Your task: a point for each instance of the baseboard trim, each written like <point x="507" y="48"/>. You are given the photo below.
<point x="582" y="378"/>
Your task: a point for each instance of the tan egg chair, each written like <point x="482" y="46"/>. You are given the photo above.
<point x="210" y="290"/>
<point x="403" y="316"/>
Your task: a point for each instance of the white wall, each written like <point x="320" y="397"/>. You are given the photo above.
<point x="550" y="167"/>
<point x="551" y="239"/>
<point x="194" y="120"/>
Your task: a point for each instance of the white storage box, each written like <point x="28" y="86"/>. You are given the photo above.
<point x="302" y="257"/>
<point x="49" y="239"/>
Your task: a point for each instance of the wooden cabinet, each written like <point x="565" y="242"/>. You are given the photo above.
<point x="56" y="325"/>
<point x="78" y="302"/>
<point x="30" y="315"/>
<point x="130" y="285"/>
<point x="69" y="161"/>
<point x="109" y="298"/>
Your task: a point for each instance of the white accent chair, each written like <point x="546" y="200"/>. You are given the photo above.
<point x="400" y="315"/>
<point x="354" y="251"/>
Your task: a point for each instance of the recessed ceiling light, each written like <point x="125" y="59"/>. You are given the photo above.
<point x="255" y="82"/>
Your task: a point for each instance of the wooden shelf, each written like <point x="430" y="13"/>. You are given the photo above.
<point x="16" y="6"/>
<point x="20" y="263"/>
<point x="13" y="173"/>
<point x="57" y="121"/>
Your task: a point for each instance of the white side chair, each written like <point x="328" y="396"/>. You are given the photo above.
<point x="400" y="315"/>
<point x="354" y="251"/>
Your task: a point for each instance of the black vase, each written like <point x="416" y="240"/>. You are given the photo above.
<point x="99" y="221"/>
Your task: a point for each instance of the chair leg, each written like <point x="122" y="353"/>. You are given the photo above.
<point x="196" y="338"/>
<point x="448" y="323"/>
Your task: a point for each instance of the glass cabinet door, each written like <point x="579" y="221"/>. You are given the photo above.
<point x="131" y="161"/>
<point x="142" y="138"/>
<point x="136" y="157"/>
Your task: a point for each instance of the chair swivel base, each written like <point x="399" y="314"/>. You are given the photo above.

================

### Action item:
An exact, complete copy of the records is the expected answer.

### Reply:
Your task: a point for each instance of the baseboard trim, each written like <point x="507" y="48"/>. You are given the photo below.
<point x="582" y="378"/>
Your task: a point for each instance of the tan egg chair, each written like <point x="482" y="46"/>. You are given the photo above.
<point x="210" y="290"/>
<point x="403" y="316"/>
Your task: a point for each instance of the white wall, each written like <point x="320" y="397"/>. You are given the photo above.
<point x="550" y="167"/>
<point x="551" y="239"/>
<point x="194" y="120"/>
Your task: a point for each instance of the white storage box, each written like <point x="28" y="86"/>. You are given the photo above.
<point x="302" y="257"/>
<point x="49" y="239"/>
Your task: a point for each instance of the wooden cabinet, each written like <point x="565" y="242"/>. You are given the photo above.
<point x="56" y="325"/>
<point x="78" y="302"/>
<point x="30" y="315"/>
<point x="130" y="285"/>
<point x="69" y="161"/>
<point x="109" y="298"/>
Your task: a point for each instance of the white accent chair, each written like <point x="546" y="200"/>. You are given the photo above.
<point x="400" y="315"/>
<point x="354" y="251"/>
Your task: a point for each instance of the recessed ceiling light, each written like <point x="125" y="59"/>. You are given the photo above.
<point x="255" y="82"/>
Your task: a point for each instance of the wooden shelf, each written like <point x="430" y="13"/>. You are given the photo above.
<point x="16" y="6"/>
<point x="20" y="263"/>
<point x="13" y="173"/>
<point x="57" y="121"/>
Your task: a point for each instance of the white side chair, each written like <point x="328" y="396"/>. You are given the photo above.
<point x="400" y="315"/>
<point x="354" y="251"/>
Your task: a point for each instance of the black vase, each written like <point x="416" y="240"/>. You are given the photo above.
<point x="99" y="221"/>
Your task: a point for each instance of the chair leg, each written like <point x="122" y="353"/>. You are given the photo above.
<point x="196" y="338"/>
<point x="448" y="323"/>
Your task: a point for each instance of the glass cabinet door, each written like <point x="579" y="221"/>. You are given the photo above.
<point x="131" y="161"/>
<point x="142" y="138"/>
<point x="136" y="157"/>
Your task: a point for each instance of the chair swivel base, each written like <point x="399" y="314"/>. You are given the photo above.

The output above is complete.